─── Data extract ───

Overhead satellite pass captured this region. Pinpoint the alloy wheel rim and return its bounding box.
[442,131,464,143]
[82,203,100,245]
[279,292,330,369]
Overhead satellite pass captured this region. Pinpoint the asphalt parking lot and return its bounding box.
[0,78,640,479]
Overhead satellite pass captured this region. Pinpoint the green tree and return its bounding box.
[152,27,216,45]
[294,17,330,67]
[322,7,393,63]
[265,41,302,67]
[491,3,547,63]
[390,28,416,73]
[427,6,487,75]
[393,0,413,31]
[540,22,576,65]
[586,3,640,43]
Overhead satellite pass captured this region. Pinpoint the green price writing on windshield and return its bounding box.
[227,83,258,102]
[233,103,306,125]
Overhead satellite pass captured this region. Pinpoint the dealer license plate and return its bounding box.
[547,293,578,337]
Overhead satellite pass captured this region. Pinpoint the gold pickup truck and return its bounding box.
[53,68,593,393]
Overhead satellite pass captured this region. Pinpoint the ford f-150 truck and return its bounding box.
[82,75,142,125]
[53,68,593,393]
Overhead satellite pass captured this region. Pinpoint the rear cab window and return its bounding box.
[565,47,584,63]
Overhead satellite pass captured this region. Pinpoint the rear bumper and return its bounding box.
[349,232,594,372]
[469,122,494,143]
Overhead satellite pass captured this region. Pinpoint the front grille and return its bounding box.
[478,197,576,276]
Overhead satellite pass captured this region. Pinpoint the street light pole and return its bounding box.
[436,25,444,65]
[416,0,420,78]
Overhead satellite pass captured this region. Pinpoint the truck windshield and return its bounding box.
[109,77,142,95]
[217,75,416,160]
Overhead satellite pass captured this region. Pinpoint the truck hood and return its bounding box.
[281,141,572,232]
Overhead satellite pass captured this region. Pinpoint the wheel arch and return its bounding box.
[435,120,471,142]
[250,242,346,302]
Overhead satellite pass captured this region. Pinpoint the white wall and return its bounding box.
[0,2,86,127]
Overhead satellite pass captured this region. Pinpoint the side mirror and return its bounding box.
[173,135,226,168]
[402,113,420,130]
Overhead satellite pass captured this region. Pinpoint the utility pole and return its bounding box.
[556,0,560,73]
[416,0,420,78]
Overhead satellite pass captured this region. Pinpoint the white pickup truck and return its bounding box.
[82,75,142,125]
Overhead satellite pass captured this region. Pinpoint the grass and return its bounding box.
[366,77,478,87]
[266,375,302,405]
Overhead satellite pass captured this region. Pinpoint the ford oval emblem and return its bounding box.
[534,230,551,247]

───

▶ Exercise directions
Count the lines in the records above that contain the word "pole" and give only that number.

▶ Result of this task
2